- **What is needed**:
Reproduce exactly the lines from the one containing "Sports-analytics tagging: mark the fluffy" through the last line of the records below, both included, and nothing else.

=== Input data ===

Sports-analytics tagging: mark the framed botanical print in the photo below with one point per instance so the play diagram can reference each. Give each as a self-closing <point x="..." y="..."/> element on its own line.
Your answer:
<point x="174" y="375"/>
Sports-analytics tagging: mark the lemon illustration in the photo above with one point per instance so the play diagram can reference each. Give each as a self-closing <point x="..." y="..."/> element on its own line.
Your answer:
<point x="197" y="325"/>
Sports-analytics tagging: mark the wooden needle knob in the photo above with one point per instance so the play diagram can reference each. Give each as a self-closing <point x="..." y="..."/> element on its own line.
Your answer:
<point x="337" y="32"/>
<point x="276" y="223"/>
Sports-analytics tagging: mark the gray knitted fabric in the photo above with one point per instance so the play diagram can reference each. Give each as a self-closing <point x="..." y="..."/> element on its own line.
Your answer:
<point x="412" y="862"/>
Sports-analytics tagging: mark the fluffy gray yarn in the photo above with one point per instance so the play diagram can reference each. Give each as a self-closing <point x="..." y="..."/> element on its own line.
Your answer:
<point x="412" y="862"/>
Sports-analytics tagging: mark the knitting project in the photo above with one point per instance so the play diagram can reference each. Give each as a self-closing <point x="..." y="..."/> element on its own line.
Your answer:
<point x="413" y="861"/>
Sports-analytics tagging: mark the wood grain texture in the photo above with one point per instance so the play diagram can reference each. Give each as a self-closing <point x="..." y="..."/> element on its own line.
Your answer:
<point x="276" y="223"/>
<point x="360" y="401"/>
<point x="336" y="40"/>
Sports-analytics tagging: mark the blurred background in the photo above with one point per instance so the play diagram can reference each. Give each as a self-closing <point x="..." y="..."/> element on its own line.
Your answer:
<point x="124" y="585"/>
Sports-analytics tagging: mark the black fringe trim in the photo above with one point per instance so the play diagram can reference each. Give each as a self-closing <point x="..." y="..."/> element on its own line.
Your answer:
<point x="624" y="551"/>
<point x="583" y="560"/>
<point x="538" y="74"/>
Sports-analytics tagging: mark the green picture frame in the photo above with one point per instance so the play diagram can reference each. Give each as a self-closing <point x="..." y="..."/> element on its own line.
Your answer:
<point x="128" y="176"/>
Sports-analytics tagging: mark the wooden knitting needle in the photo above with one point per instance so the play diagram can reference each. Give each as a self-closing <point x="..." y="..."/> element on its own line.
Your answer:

===

- **Final answer**:
Sports-analytics tagging: mark the fluffy gray yarn in the photo above with one point per instance so the play diagram can reference each. Give each as a self-closing <point x="..." y="..."/> element on its own line.
Your answer:
<point x="412" y="862"/>
Sports-analytics tagging: mark the knitting project in the photo above with one point per instance so the play diagram can reference each. Give each as a self-closing <point x="..." y="..."/> element on its own line.
Your answer:
<point x="413" y="861"/>
Sports-analytics tagging: mark the wood grain texture in the photo above with one point per instance so the play diagram can reference each. Give each as a self-closing <point x="..." y="..."/> element on its own line.
Your answer:
<point x="276" y="223"/>
<point x="360" y="401"/>
<point x="336" y="40"/>
Sports-analytics tagging: mark the blurred background in the photo above with one point per instance so the play diagram can reference each. Give each as a self-closing <point x="..." y="..."/> element on its own line.
Your answer:
<point x="124" y="585"/>
Sports-analytics tagging: mark the black fringe trim in the photo above with one point per instance so the play diagram can reference each. Give each as a self-closing <point x="..." y="..."/> element on its own line.
Your answer:
<point x="624" y="551"/>
<point x="583" y="560"/>
<point x="538" y="74"/>
Sports-analytics tagging: mark the green picture frame in the photo above with one point per instance so the play diagram can reference each. Give each as a self-closing <point x="..." y="..."/> element on its own line.
Your answer:
<point x="128" y="176"/>
Sports-analytics tagging: mark the wooden knitting needle in the photo above with one point per instance so the play diagram can reference each. Give each as a self-closing <point x="..." y="..."/> element on its own line.
Your answer:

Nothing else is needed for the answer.